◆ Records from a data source

'''

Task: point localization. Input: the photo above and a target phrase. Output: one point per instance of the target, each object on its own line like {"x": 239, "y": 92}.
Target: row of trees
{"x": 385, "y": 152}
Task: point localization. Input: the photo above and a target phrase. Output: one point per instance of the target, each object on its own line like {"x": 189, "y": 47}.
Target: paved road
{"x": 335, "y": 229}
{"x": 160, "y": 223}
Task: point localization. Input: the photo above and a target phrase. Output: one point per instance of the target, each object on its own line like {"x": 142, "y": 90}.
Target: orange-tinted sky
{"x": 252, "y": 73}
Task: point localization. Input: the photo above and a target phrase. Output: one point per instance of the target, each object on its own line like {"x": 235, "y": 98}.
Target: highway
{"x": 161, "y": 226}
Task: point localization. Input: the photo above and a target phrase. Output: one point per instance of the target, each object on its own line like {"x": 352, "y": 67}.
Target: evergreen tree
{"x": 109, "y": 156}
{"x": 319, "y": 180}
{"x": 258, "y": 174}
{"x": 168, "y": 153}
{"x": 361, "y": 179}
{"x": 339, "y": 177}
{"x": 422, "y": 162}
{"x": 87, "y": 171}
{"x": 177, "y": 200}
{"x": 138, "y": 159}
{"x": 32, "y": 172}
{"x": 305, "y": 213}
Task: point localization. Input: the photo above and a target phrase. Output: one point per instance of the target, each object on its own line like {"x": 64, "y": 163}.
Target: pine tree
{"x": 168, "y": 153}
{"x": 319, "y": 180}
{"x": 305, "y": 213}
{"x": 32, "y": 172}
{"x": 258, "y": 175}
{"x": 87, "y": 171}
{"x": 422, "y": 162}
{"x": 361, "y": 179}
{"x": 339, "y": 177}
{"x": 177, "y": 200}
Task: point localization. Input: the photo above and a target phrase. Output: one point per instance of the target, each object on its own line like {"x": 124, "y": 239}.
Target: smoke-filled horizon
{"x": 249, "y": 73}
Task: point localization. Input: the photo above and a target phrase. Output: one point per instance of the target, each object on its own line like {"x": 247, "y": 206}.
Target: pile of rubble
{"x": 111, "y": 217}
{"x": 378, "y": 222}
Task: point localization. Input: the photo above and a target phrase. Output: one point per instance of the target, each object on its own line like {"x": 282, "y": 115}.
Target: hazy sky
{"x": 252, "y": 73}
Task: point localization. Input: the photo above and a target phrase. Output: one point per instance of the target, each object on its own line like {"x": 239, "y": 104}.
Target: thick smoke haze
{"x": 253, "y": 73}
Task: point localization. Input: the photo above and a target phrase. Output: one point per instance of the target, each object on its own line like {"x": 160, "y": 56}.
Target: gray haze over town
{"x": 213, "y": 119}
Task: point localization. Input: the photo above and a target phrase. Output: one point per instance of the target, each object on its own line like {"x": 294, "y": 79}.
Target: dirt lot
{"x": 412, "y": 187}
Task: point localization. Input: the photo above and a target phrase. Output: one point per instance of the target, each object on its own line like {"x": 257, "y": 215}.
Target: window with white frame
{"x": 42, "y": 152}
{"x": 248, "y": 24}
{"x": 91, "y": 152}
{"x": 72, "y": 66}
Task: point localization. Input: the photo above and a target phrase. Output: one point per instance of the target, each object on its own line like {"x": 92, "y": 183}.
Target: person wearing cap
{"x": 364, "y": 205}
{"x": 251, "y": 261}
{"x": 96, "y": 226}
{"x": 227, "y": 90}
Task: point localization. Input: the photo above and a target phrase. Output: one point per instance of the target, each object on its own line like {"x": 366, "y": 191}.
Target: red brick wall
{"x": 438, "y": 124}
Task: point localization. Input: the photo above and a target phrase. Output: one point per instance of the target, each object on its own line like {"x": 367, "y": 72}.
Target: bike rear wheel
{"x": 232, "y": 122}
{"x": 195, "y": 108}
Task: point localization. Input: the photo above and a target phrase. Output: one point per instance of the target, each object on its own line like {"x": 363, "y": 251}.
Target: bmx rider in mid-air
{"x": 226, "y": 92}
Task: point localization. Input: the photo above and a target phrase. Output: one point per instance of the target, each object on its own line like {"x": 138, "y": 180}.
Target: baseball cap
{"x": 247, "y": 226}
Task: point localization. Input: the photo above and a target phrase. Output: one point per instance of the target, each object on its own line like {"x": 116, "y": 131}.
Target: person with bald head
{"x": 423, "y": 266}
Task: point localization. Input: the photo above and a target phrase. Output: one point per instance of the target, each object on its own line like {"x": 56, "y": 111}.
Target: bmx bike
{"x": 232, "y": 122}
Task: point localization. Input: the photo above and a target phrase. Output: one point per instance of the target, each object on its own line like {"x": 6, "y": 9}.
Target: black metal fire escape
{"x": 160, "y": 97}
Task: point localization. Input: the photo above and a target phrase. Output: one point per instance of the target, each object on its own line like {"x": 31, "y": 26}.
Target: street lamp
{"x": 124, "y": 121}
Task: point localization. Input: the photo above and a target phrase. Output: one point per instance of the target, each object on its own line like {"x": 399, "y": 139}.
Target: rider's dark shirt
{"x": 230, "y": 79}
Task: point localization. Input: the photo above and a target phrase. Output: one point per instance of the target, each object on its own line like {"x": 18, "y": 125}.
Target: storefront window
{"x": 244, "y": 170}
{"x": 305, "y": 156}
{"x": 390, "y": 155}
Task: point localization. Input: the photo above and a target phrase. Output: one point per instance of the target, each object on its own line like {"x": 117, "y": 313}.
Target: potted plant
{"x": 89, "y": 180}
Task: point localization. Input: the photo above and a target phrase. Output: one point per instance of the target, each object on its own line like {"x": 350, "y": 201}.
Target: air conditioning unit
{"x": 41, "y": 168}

'''

Take the entries and copy them out exactly.

Task: point localization. Input: the photo above and a target phrase. Output: one point per instance of the target, each object on its own line like {"x": 239, "y": 92}.
Target: row of trees
{"x": 385, "y": 152}
Task: point localization. Input: the photo above and a target phrase. Output: one point per instance of the target, each object on its own line like {"x": 189, "y": 47}.
Target: paved road
{"x": 335, "y": 229}
{"x": 160, "y": 223}
Task: point localization. Input: the photo above and a target phrase. Output: one point per instance of the target, each object on its own line like {"x": 142, "y": 90}.
Target: orange-tinted sky
{"x": 252, "y": 73}
Task: point localization. Input: the photo above and a target phrase. Output: one point per instance of the target, each object on its own line like {"x": 235, "y": 98}.
Target: highway
{"x": 161, "y": 226}
Task: point localization. Input: the photo above and a target phrase. Output: one point per instance of the target, each object on its own line like {"x": 352, "y": 67}.
Target: evergreen tree
{"x": 109, "y": 156}
{"x": 319, "y": 180}
{"x": 258, "y": 174}
{"x": 168, "y": 153}
{"x": 361, "y": 179}
{"x": 339, "y": 177}
{"x": 422, "y": 162}
{"x": 87, "y": 171}
{"x": 177, "y": 200}
{"x": 138, "y": 159}
{"x": 32, "y": 172}
{"x": 305, "y": 213}
Task: point localization. Input: the photo above and a target phrase. Output: one point per instance of the target, each object on its own line like {"x": 64, "y": 163}.
Target: pine tree
{"x": 168, "y": 153}
{"x": 319, "y": 180}
{"x": 305, "y": 213}
{"x": 32, "y": 172}
{"x": 258, "y": 175}
{"x": 87, "y": 171}
{"x": 422, "y": 162}
{"x": 361, "y": 179}
{"x": 339, "y": 177}
{"x": 177, "y": 200}
Task: point localization. Input: the photo above and a target phrase. Output: one point per instance of the target, each object on its own line like {"x": 124, "y": 239}.
Target: smoke-filled horizon
{"x": 249, "y": 73}
Task: point localization. Input: the photo above and a target phrase. Output: one point per instance of the target, each object on its own line like {"x": 247, "y": 206}.
Target: pile of rubble
{"x": 111, "y": 217}
{"x": 378, "y": 222}
Task: point localization. Input: the photo above and a target phrase. Output: one point per instance of the target, each object on its own line like {"x": 282, "y": 115}.
Target: hazy sky
{"x": 252, "y": 73}
Task: point localization. Input: the photo above and a target phrase. Output: one point per instance of the target, each object on its own line like {"x": 239, "y": 104}.
Target: thick smoke haze
{"x": 253, "y": 73}
Task: point localization. Input: the photo above and a target phrase. Output: one point per instance of the target, each object on its own line like {"x": 160, "y": 56}.
Target: gray haze over town
{"x": 213, "y": 119}
Task: point localization. Input: the photo above and a target phrase. Output: one point per instance of the target, each object on its own line like {"x": 294, "y": 79}.
Target: dirt lot
{"x": 412, "y": 187}
Task: point localization. Input: the photo above and a target phrase. Output: one point per instance of the target, each object on its own line like {"x": 257, "y": 215}.
Target: window with white frame
{"x": 42, "y": 152}
{"x": 248, "y": 24}
{"x": 91, "y": 152}
{"x": 72, "y": 66}
Task: point localization. Input: the photo above and a target phrase. Output: one point per instance of the target, each object on its own line like {"x": 92, "y": 183}.
Target: person wearing cap
{"x": 364, "y": 205}
{"x": 251, "y": 261}
{"x": 96, "y": 226}
{"x": 227, "y": 90}
Task: point localization. Input: the photo above and a target phrase. Output: one point per instance of the target, each object on its own line like {"x": 366, "y": 191}.
Target: red brick wall
{"x": 438, "y": 124}
Task: point localization. Input: the photo above and a target phrase. Output: one point per instance of the target, each object on its own line like {"x": 367, "y": 72}.
Target: bike rear wheel
{"x": 232, "y": 122}
{"x": 195, "y": 108}
Task: point localization. Input: the photo above and a target phrase. Output: one point per instance of the target, each object on its own line like {"x": 363, "y": 251}.
Target: bmx rider in mid-air
{"x": 226, "y": 92}
Task: point localization. Input: the photo above and a target phrase. Output: one point per instance of the target, each object on its own line like {"x": 138, "y": 180}.
Target: baseball cap
{"x": 247, "y": 226}
Task: point localization. Input: the photo above and a target phrase. Output: one point per instance of the target, each object on its own line like {"x": 116, "y": 131}.
Target: person with bald head
{"x": 423, "y": 266}
Task: point localization. Input: the photo above and a target phrase. Output: one point per instance of the target, each object on its own line like {"x": 56, "y": 111}.
Target: bmx bike
{"x": 232, "y": 122}
Task: point localization. Input: the photo above and a target phrase. Output: one point per instance of the target, each object on its own line like {"x": 6, "y": 9}.
Target: black metal fire escape
{"x": 160, "y": 97}
Task: point localization. Input: the photo above and a target phrase. Output: one point per instance of the target, each object on its own line like {"x": 31, "y": 26}.
Target: street lamp
{"x": 124, "y": 121}
Task: point localization. Input: the photo above and a target phrase. Output: one point per instance of the target, each object on its own line like {"x": 399, "y": 139}.
Target: rider's dark shirt
{"x": 230, "y": 79}
Task: point localization. Input: the photo above and a target phrase. Output: one point per instance of the target, each object on its own line like {"x": 18, "y": 125}.
Target: storefront window
{"x": 244, "y": 170}
{"x": 305, "y": 156}
{"x": 390, "y": 155}
Task: point localization. Input: the photo above and a target phrase. Output: one point per instance of the target, each object on its own line like {"x": 117, "y": 313}.
Target: potted plant
{"x": 89, "y": 180}
Task: point localization. Input: the photo above and a target phrase. Output: one point per instance of the target, each object on its own line like {"x": 350, "y": 201}.
Target: air conditioning unit
{"x": 41, "y": 168}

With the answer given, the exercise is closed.